+++ ページ抜粋 +++

書式
#include <sys/prctl.h>
int prctl(int option, unsigned long arg2, unsigned long arg3,
unsigned long arg4, unsigned long arg5);
説明
prctl() の動作は最初の引き数によって決定される (この値は <linux/prctl.h> に定義されている)。 残りの引き数は最初の引き数によって変化する。 一番目の引き数として以下のものを指定できる:- PR_CAPBSET_READ (Linux 2.6.25 以降)
-
で指定されたケーパビリティが呼び出したスレッドのケーパビリティ バインディングセット (capability bounding set)
に含まれている場合、 (関数の結果として) 1 を返し、そうでない場合 0 を返す (ケーパビリティ定数は
<linux/capability.h> で定義されている)。 ケーパビリティバウンディングセットは、 execve(2)
を呼び出した際に、ファイルの許可 (permitted) ケーパビリティの中で そのプロセスが獲得できるケーパビリティを指示するものである。
arg2 に指定されたケーパビリティが有効でない場合、 呼び出しはエラー EINVAL で失敗する。
- PR_CAPBSET_DROP (Linux 2.6.25 以降)
-
呼び出したスレッドがケーパビリティ CAP_SETPCAP を持っている場合、 呼び出したスレッドのケーパビリティバウンディングセットから
arg2 で指定されたケーパビリティを外す。 呼び出したスレッドの子プロセスは変更後のバウンディングセットを 継承する。
呼び出したスレッドが CAP_SETPCAP を持っていない場合、呼び出しはエラー EPERM で失敗する。 arg2 に指定されたケーパビリティが有効でない場合、 EINVAL で失敗する。 ファイルケーパビリティがカーネルで有効になっていない場合 (この場合にはバウンディングセットがサポートされない)、 EINVAL で失敗する。
- PR_SET_CHILD_SUBREAPER (Linux 3.4 以降)

+++

* **目的 A**
次の位置特定レコードを、一字一句変えずにすべて書き写すこと。
prctl の解説とレコードは、それぞれ別の出典に由来する。

+++ 提供情報 +++

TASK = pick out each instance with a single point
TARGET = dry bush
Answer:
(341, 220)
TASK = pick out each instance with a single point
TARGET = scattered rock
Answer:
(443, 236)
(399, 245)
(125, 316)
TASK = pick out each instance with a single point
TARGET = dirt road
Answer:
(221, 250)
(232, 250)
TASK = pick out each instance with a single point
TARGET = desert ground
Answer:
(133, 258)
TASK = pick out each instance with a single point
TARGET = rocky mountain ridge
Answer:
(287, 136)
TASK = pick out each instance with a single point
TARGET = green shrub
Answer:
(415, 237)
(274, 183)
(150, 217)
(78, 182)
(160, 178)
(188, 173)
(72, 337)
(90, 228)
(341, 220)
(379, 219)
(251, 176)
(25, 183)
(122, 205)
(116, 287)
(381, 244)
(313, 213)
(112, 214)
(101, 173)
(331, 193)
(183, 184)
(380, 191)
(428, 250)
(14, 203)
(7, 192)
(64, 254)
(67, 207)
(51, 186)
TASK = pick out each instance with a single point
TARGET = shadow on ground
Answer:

+++

* **目的 B**
prctl の解説では、呼び出したスレッドが CAP_SETPCAP を持っていない場合、PR_CAPBSET_DROP はどのエラーで失敗するとされているか。

* **出力全文 A**
TASK = pick out each instance with a single point
TARGET = dry bush
Answer:
(341, 220)
TASK = pick out each instance with a single point
TARGET = scattered rock
Answer:
(443, 236)
(399, 245)
(125, 316)
TASK = pick out each instance with a single point
TARGET = dirt road
Answer:
(221, 250)
(232, 250)
TASK = pick out each instance with a single point
TARGET = desert ground
Answer:
(133, 258)
TASK = pick out each instance with a single point
TARGET = rocky mountain ridge
Answer:
(287, 136)
TASK = pick out each instance with a single point
TARGET = green shrub
Answer:
(415, 237)
(274, 183)
(150, 217)
(78, 182)
(160, 178)
(188, 173)
(72, 337)
(90, 228)
(341, 220)
(379, 219)
(251, 176)
(25, 183)
(122, 205)
(116, 287)
(381, 244)
(313, 213)
(112, 214)
(101, 173)
(331, 193)
(183, 184)
(380, 191)
(428, 250)
(14, 203)
(7, 192)
(64, 254)
(67, 207)
(51, 186)
TASK = pick out each instance with a single point
TARGET = shadow on ground
Answer:

* **出力全文 B**
エラー EPERM で失敗する。